PROBLEM DETAILS: Collect from the data below each line with "head".

(Natural language region descriptions)
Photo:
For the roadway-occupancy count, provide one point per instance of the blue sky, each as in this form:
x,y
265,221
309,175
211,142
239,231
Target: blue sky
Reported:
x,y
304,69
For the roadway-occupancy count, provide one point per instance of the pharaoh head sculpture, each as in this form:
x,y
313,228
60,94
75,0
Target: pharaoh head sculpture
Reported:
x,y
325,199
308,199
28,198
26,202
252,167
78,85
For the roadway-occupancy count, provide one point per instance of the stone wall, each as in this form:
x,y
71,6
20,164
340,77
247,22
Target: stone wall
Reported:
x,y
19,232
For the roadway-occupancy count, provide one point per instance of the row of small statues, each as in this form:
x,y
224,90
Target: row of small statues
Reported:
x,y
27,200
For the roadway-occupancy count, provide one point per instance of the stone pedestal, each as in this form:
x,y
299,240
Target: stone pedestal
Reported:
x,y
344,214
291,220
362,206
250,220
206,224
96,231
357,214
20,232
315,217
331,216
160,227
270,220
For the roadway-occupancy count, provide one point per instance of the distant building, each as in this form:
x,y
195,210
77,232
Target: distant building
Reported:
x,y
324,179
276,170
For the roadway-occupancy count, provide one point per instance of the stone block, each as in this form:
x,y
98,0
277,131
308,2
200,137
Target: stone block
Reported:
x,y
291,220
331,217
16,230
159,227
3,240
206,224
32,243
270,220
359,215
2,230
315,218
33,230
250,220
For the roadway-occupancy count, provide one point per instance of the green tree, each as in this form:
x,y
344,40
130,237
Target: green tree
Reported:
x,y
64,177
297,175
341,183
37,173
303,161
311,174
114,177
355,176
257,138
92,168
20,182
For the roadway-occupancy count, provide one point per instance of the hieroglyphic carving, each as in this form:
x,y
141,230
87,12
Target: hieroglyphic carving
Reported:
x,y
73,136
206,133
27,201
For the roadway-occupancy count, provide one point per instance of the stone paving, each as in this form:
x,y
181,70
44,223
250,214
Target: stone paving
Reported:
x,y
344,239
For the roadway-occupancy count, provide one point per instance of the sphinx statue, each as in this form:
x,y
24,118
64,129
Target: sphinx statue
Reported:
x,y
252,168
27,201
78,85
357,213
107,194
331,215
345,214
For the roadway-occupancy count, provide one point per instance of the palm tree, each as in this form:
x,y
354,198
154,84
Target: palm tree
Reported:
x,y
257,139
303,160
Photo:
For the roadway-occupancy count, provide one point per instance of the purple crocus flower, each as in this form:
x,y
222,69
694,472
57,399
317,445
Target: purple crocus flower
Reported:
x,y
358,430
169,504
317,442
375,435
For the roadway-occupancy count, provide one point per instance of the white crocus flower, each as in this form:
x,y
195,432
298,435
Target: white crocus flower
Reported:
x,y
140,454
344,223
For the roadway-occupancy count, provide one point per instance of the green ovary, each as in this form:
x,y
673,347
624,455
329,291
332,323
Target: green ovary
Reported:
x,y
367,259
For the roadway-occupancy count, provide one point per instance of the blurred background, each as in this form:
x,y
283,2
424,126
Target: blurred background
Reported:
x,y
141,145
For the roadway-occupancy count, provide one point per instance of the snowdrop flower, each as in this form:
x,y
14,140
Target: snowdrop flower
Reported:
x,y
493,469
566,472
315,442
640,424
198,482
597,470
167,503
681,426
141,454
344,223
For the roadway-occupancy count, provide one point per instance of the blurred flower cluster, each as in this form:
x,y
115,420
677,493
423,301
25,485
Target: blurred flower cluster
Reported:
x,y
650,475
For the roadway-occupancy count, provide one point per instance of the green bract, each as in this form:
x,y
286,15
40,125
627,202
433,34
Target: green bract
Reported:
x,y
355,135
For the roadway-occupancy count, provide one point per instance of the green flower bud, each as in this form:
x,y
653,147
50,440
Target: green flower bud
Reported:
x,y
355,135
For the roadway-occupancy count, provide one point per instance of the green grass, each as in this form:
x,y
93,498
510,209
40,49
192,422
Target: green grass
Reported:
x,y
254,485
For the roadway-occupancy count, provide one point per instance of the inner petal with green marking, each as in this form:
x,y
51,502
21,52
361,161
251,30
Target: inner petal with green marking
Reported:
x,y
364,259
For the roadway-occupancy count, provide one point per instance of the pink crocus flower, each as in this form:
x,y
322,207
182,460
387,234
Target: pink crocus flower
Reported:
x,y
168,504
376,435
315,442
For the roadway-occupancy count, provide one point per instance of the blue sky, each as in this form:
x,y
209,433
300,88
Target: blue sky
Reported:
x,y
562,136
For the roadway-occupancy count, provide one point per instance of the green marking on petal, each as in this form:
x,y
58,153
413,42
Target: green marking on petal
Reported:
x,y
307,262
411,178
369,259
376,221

REPLY:
For the roadway-occupancy count, provide one point per instance of the pharaoh head sculpture, each as in this form:
Target: pharaoh head sculpture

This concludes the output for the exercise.